--- Consigne donnée 1 ---
Recopiez fidèlement les lignes des enregistrements en commençant à la ligne qui contient « For every instance of the white » et en terminant à la fin des enregistrements. Laissez les images de côté dans votre réponse.

=== Texte fourni ===

Le sanglant bras de fer continue

par  RFI

Article publié le 08/02/2009 Dernière mise à jour le 08/02/2009 à 16:30 TU

Antananarivo se réveille sous le choc ce dimanche, après la mort d'au moins 40 personnes, une information RFI, au cours d'une manifestation de l'opposition qui a dégénéré dans la capitale. Son maire déchu, Andry Rajoelina, a pris la tête d'une haute autorité de transition. Les troubles politiques ont fait plus de cent morts depuis le 26 janvier, date des premières émeutes.

Les partisans d'Andry Rajoelina pendant la manifestation.( Photo : Stringer/ Reuters )

Les partisans d'Andry Rajoelina pendant la manifestation.
( Photo : Stringer/ Reuters )

Plusieurs dizaines de milliers de manifestants s'étaient regroupés hier sur la Place du 13-Mai hier. Le bouillant maire d'Antananarivo, Andry Rajoelina, s’est autoproclamé président d'une haute autorité de transition, il a aussi procédé à la nomination du Premier ministre de son contre-gouvernement, nommant Roindefo Monja, un homme politique de Tulear qui est le fils d’un leader indépendantiste historique, une des grandes figures de l’île ; Monzaf est un côtier et Andry Rajoelina avait insisté longuement sur la nécessité de respecter les particularités régionales de l'île.

===

--- Consigne donnée 2 ---
Reformulez plus brièvement le paragraphe de l'article sur Antananarivo qui commence par « Plusieurs dizaines de milliers de manifestants », en conservant ses faits principaux.

=== Données fournies ===

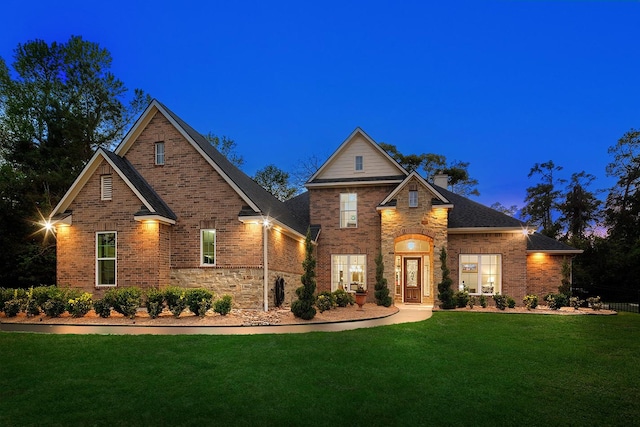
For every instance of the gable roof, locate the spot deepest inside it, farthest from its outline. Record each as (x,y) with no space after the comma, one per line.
(440,198)
(260,203)
(152,204)
(467,215)
(537,242)
(394,172)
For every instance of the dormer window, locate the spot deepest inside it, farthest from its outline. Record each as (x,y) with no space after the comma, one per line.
(106,187)
(413,196)
(159,151)
(359,164)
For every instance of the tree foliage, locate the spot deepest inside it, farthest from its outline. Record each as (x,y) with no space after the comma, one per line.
(543,199)
(58,103)
(457,172)
(275,181)
(227,147)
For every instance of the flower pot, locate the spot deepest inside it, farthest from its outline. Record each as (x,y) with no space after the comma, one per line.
(361,298)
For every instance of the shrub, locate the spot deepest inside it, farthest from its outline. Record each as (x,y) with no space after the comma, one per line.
(80,305)
(382,290)
(343,298)
(595,303)
(199,301)
(483,301)
(325,301)
(303,307)
(445,293)
(555,301)
(125,301)
(12,307)
(222,306)
(501,301)
(472,301)
(461,298)
(575,302)
(176,299)
(102,307)
(154,301)
(31,306)
(530,301)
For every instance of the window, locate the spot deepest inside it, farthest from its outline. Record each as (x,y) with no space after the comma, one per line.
(207,247)
(413,198)
(481,274)
(106,187)
(159,153)
(348,210)
(348,272)
(106,258)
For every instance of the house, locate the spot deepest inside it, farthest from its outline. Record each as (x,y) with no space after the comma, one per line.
(166,208)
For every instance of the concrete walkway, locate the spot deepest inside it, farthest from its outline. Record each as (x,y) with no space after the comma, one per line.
(406,314)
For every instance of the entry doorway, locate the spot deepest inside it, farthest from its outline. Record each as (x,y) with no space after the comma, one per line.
(412,280)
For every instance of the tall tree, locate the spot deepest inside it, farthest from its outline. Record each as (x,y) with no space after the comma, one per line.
(275,181)
(227,147)
(458,180)
(580,210)
(543,199)
(623,203)
(57,105)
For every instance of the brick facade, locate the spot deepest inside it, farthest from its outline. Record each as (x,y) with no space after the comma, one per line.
(361,240)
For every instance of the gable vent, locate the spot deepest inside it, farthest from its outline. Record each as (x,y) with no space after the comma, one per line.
(106,187)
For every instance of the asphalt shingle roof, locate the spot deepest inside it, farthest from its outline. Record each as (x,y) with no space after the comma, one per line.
(264,200)
(141,185)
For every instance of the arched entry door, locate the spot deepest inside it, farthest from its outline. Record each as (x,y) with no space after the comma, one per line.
(413,268)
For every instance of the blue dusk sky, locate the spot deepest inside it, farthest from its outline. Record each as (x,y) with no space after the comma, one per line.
(499,84)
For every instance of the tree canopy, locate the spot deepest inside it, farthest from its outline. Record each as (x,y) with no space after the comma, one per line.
(58,103)
(458,179)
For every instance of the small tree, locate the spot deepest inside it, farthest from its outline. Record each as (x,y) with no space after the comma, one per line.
(382,291)
(445,293)
(303,307)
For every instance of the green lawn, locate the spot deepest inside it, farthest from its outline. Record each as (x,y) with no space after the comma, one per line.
(453,369)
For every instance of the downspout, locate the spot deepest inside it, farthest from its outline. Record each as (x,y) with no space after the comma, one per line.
(265,264)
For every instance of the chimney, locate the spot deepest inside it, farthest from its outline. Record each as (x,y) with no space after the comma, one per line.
(441,180)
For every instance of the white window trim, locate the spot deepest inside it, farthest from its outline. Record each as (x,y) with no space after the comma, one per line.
(497,287)
(342,211)
(106,187)
(156,145)
(413,203)
(215,247)
(334,285)
(99,285)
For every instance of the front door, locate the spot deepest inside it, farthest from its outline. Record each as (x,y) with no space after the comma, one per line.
(412,280)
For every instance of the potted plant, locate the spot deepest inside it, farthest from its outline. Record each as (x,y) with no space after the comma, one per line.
(361,296)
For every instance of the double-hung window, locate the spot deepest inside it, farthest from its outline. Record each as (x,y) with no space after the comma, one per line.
(348,272)
(348,210)
(106,258)
(481,274)
(159,153)
(207,247)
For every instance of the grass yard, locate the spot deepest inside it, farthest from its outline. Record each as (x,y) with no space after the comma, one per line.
(453,369)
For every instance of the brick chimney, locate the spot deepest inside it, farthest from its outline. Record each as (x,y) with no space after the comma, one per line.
(441,180)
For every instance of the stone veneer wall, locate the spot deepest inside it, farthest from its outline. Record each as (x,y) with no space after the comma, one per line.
(512,247)
(423,219)
(243,283)
(544,274)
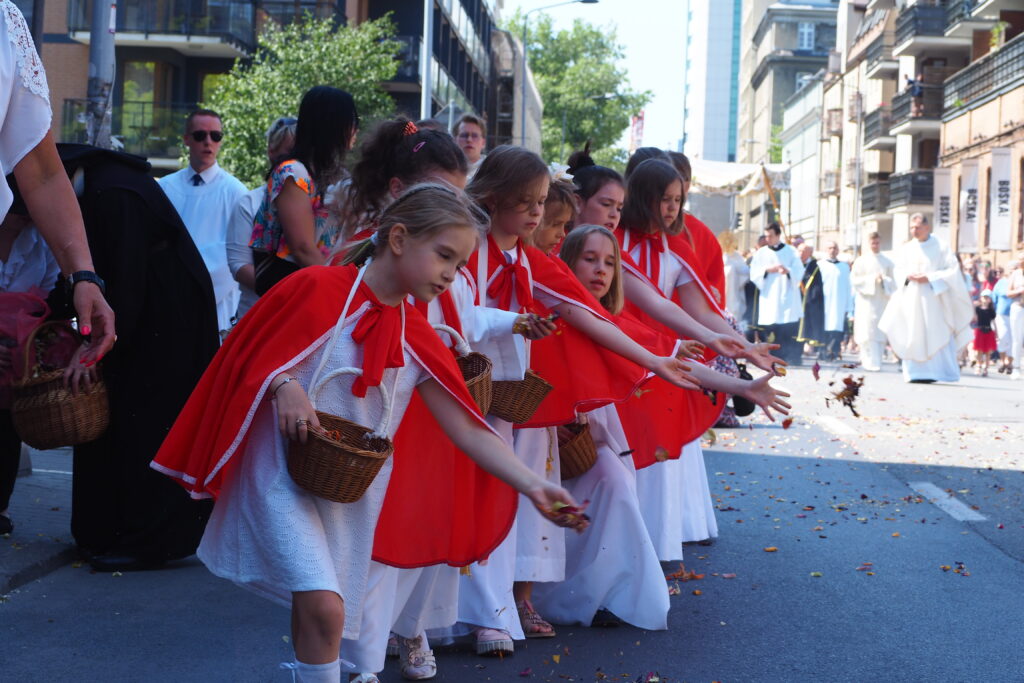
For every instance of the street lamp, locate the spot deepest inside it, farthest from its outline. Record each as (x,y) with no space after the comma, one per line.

===

--- Réponse correcte 1 ---
For every instance of the white window trim, locate the spot deepest inside it, farthest from its outline. Record each as (x,y) with no space after the comma, one per line.
(497,287)
(342,211)
(106,187)
(156,145)
(413,203)
(215,247)
(334,285)
(99,285)
For every instance of the front door, locate the spot deepest inside it, farthest from its outline. Record each as (x,y) with no space after the comma, one per line.
(412,280)
For every instance of the potted plant, locate the spot deepest inside it, farthest from its outline. Record each as (x,y) with no space after the comma, one per line.
(361,296)
For every instance of the double-hung window, locate the spot deepest inside it, farthest from its outline. Record each as (x,y) with no space after the comma, one per line.
(348,272)
(348,210)
(106,258)
(481,274)
(159,153)
(207,247)
For every instance of the grass yard, locate the spot deepest inside it, farthest from its outline. Record each as (x,y) with no space after the comma, one per line.
(453,369)
For every instance of the brick chimney, locate the spot deepest inside it, farthest from its outline. Record each as (x,y) with no space after the comma, one per line.
(441,180)
For every instance of the stone veneer wall, locate the spot deepest inside it, farthest from its outline. Record each as (x,y) with no space after the comma, one per line.
(512,247)
(423,219)
(243,283)
(544,274)
For every instance of the street lamp, locate the spot deepest inside it, farthest from its outline. Record each as (x,y) with no space after the comma, one per line.

--- Réponse correcte 2 ---
Plusieurs dizaines de milliers de manifestants se sont rassemblés hier sur la place du 13-Mai. Andry Rajoelina, le maire d'Antananarivo, s'est autoproclamé président d'une haute autorité de transition. Il a nommé Roindefo Monja Premier ministre de son contre-gouvernement. Roindefo Monja est un homme politique de Tulear et le fils d'un leader indépendantiste historique, l'une des grandes figures de l'île. Andry Rajoelina avait longuement insisté sur la nécessité de respecter les particularités régionales de l'île.